--- Material provided Enclosed Below ---
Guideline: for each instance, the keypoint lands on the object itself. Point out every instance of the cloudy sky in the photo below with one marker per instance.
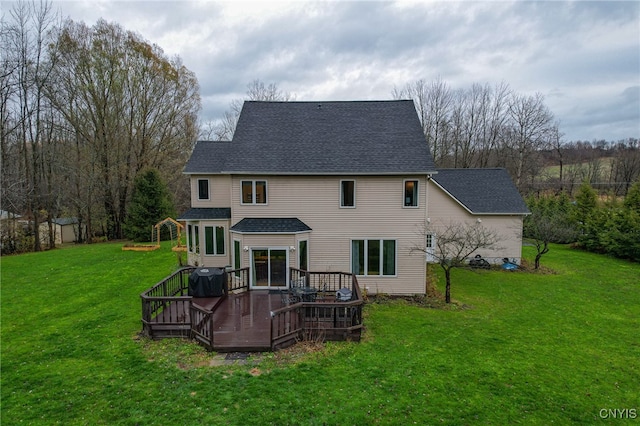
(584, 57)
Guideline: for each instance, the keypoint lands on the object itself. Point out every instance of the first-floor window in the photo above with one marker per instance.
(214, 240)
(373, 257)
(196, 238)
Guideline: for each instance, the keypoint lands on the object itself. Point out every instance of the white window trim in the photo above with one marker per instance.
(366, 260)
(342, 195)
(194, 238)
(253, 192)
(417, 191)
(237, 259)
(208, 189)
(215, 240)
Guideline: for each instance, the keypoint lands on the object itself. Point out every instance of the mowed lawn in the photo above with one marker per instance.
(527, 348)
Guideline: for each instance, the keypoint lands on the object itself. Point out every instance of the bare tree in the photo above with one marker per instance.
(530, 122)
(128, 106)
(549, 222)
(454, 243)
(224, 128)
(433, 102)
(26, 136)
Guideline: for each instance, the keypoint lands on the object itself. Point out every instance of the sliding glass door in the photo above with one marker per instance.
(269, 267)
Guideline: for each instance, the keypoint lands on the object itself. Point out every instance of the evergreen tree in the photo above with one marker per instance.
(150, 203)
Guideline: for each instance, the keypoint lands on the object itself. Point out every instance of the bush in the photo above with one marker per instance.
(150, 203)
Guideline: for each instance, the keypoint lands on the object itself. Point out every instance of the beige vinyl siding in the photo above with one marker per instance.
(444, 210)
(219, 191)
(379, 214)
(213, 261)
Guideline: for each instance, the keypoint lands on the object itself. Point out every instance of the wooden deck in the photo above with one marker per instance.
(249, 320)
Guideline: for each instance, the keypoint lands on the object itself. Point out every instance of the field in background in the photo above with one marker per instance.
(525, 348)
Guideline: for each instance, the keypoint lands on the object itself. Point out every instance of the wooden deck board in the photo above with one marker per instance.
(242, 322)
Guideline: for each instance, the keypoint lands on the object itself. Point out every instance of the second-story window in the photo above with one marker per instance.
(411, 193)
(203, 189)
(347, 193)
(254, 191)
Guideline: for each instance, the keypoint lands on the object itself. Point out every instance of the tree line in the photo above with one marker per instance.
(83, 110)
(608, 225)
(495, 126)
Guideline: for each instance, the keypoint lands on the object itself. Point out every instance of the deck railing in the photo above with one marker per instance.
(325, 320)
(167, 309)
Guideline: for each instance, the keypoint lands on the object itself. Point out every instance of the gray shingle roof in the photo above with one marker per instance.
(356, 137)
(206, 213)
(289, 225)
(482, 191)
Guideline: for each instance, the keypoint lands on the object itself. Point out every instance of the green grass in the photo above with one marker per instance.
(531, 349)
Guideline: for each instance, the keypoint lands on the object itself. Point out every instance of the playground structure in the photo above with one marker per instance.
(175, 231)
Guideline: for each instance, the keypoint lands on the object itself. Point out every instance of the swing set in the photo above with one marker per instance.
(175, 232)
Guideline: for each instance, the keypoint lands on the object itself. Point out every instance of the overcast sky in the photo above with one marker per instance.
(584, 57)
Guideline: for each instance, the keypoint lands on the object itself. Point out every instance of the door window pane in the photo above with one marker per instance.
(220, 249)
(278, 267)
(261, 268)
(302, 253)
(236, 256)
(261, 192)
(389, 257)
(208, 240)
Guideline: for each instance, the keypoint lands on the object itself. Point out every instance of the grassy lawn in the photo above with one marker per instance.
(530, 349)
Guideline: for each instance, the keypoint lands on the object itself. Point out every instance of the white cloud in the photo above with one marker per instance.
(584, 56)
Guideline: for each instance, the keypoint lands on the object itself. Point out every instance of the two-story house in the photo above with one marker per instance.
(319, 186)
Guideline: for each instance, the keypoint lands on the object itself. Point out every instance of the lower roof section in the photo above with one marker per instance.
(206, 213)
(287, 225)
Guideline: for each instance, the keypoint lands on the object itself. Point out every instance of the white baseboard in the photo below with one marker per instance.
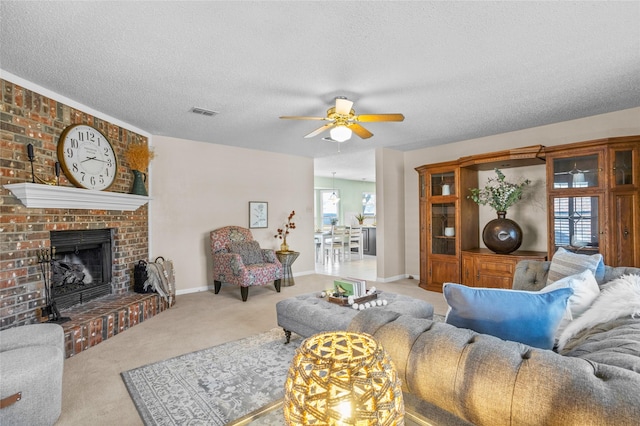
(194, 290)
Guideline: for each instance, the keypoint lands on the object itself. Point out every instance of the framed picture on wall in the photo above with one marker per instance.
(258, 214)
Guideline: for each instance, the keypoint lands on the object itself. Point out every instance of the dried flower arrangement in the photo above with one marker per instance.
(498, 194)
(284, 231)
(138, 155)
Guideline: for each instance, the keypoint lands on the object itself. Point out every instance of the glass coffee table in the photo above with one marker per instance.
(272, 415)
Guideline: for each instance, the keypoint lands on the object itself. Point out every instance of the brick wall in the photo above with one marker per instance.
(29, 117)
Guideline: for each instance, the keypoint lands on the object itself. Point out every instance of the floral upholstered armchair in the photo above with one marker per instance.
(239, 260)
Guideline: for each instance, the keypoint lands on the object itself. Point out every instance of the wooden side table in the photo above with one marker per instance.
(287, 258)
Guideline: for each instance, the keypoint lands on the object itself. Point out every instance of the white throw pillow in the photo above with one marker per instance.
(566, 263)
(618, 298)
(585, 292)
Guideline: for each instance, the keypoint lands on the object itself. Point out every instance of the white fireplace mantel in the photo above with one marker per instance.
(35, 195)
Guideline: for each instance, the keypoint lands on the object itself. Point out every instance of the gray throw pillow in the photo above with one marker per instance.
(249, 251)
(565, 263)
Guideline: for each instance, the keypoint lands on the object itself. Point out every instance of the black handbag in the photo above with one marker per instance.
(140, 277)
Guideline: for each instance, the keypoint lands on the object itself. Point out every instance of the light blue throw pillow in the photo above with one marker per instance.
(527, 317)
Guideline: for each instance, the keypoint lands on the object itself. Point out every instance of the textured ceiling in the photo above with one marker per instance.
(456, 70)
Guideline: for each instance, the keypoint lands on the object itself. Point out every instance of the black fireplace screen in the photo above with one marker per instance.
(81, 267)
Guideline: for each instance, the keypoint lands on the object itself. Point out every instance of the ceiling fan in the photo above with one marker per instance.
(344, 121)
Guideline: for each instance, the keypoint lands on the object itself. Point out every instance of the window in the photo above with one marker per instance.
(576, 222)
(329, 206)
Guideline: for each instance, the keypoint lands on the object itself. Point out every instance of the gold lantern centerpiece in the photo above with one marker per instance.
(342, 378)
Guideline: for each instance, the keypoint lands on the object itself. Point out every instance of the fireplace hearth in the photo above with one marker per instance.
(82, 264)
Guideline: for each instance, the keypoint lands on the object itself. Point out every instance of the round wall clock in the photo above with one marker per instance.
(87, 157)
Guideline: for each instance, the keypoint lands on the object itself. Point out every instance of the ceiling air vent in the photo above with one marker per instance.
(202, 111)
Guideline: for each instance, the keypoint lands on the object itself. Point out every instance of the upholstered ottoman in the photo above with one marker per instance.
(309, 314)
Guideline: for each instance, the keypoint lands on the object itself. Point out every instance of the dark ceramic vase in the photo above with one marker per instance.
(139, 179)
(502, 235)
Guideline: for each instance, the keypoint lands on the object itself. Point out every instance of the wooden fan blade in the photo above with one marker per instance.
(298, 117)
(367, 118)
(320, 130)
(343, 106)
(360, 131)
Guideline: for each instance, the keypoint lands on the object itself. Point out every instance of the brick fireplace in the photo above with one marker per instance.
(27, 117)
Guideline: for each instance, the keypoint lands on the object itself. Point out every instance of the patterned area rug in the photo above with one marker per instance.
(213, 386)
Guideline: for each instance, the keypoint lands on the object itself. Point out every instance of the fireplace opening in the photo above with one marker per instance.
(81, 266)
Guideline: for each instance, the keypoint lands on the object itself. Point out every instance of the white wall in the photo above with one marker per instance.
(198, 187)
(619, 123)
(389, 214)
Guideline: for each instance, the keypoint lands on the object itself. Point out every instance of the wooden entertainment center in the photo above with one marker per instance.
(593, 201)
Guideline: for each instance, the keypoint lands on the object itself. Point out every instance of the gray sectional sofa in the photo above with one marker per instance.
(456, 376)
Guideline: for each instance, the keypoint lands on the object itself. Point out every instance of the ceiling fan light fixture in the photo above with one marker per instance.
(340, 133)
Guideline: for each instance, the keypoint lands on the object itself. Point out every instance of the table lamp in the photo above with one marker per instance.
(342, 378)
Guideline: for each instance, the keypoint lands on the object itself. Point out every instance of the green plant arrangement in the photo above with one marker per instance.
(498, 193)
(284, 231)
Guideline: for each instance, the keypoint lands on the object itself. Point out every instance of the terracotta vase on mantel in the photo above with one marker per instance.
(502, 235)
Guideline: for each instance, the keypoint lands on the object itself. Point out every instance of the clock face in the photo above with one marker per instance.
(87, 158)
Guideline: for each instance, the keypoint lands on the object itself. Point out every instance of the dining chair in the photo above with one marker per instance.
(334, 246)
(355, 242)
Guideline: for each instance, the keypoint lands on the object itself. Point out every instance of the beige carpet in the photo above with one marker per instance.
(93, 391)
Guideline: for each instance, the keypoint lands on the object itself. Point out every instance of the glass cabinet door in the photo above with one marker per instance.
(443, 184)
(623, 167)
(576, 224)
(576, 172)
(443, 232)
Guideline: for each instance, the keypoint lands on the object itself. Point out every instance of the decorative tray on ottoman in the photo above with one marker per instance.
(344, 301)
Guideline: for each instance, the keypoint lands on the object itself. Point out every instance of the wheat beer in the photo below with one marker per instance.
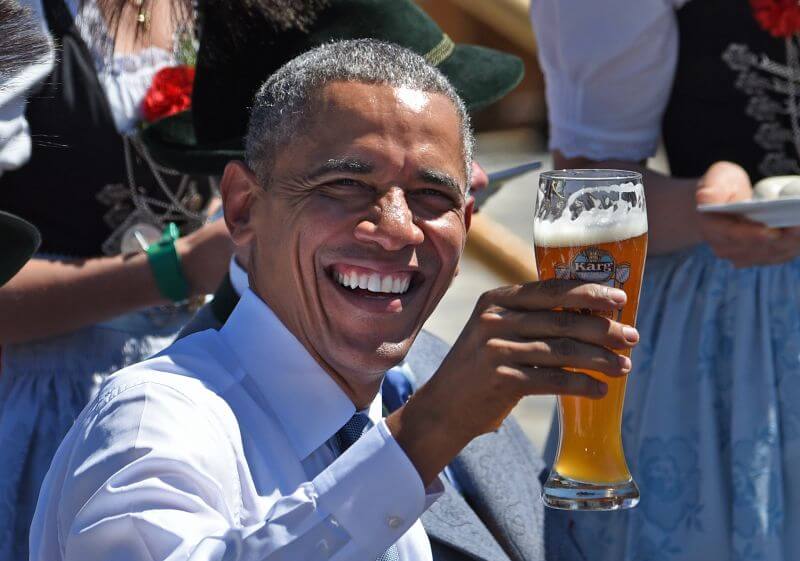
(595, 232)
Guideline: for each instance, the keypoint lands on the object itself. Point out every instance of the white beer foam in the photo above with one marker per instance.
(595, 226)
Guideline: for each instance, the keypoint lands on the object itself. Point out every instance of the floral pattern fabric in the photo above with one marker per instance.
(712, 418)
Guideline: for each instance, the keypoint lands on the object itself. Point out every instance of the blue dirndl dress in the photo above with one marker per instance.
--- End of Enclosed Material provided ---
--- Material provided Enclosed Below ---
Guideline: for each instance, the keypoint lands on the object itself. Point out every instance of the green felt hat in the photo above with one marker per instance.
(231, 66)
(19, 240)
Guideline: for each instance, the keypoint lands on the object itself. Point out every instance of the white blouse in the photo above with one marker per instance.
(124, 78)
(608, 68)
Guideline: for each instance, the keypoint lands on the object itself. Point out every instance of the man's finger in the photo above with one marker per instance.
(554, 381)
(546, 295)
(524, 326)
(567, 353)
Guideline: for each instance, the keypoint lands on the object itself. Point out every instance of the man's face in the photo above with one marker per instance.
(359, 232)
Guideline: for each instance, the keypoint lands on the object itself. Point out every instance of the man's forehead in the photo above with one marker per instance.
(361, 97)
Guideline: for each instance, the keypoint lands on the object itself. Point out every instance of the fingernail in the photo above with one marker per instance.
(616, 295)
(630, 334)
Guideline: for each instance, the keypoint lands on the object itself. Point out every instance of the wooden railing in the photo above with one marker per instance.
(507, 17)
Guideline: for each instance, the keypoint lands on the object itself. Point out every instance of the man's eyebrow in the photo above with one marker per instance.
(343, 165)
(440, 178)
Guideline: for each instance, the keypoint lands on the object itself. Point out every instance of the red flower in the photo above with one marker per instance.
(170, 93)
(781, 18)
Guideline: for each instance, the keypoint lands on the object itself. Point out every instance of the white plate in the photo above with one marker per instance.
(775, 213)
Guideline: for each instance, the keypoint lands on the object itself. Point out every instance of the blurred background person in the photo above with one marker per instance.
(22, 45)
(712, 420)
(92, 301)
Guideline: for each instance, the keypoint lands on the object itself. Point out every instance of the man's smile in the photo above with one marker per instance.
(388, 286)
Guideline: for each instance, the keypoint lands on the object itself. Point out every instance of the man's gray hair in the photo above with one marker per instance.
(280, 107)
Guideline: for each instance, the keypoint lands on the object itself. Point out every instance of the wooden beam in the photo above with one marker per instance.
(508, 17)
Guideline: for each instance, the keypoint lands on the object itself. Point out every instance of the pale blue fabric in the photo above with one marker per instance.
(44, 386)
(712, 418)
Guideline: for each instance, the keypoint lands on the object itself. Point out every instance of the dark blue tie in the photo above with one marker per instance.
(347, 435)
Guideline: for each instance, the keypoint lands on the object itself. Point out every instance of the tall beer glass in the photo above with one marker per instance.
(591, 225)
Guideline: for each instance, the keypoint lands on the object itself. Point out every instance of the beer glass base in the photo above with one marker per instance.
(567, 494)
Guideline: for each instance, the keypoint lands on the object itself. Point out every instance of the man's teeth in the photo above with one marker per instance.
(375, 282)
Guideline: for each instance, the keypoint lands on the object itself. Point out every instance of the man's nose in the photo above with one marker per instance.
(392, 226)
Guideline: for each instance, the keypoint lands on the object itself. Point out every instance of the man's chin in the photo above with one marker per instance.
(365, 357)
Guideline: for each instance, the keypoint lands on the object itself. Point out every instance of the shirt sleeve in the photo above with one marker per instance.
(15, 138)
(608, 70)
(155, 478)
--- End of Enclosed Material provided ---
--- Material provided Enclosed Below ---
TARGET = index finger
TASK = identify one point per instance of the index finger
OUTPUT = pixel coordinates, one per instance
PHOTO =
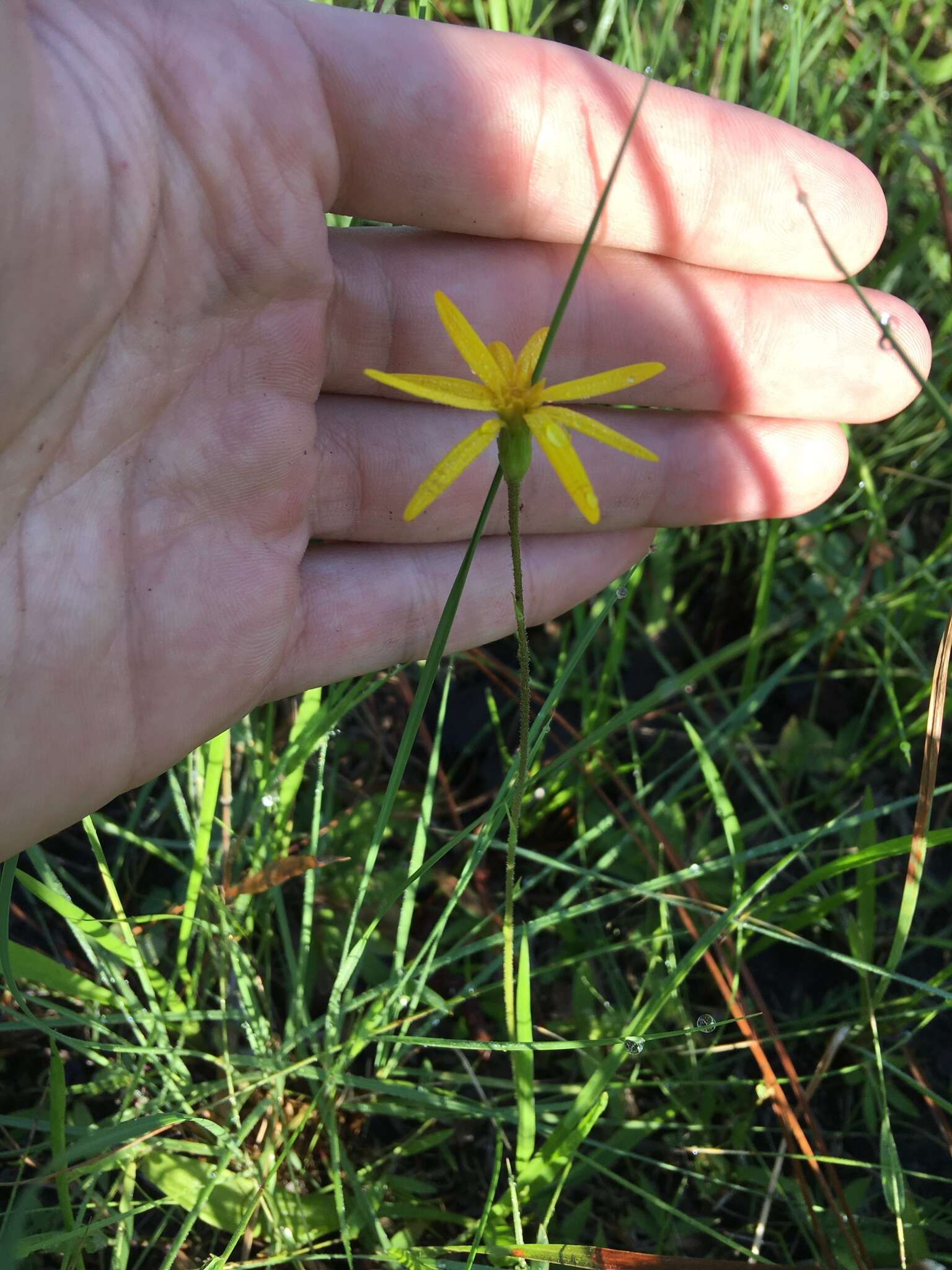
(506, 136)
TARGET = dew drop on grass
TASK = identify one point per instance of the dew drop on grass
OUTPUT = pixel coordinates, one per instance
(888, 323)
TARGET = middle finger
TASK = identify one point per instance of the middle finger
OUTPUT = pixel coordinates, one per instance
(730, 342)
--- End of Enclosed Material provided ---
Wherever a line holds the word "TARGET", copy that line out of the entries above.

- [Task response]
TARGET = index finger
TARGET = dew drop on grass
TARGET = middle finger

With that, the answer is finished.